**Problem to solve:** After locating the line that contains "Where can you see the brick" in the listing below, write out that line and every following line exactly, with no other output.

****

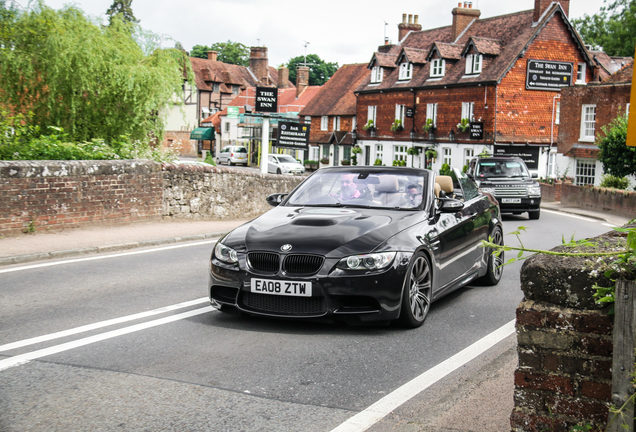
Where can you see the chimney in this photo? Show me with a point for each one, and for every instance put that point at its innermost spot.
(283, 77)
(463, 15)
(406, 26)
(302, 79)
(258, 64)
(541, 5)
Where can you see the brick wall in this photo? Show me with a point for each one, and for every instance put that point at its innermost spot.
(55, 195)
(44, 195)
(600, 199)
(564, 374)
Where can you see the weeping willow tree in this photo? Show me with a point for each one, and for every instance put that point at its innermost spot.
(94, 81)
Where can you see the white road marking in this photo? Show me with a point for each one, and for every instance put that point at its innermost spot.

****

**Answer to this task:**
Where can you see the brick wall in this photo? Show me with a point for each one, and for every instance put that point at its innermost spot.
(55, 195)
(44, 195)
(600, 199)
(564, 374)
Where can you see the weeping willow tree in this photo? Show me with a point for each one, and for every instance put that point at its innermost spot.
(94, 81)
Where can you see the white road marking in this photo? Show me with a point for each one, and for every instance put that point at its innermost spot.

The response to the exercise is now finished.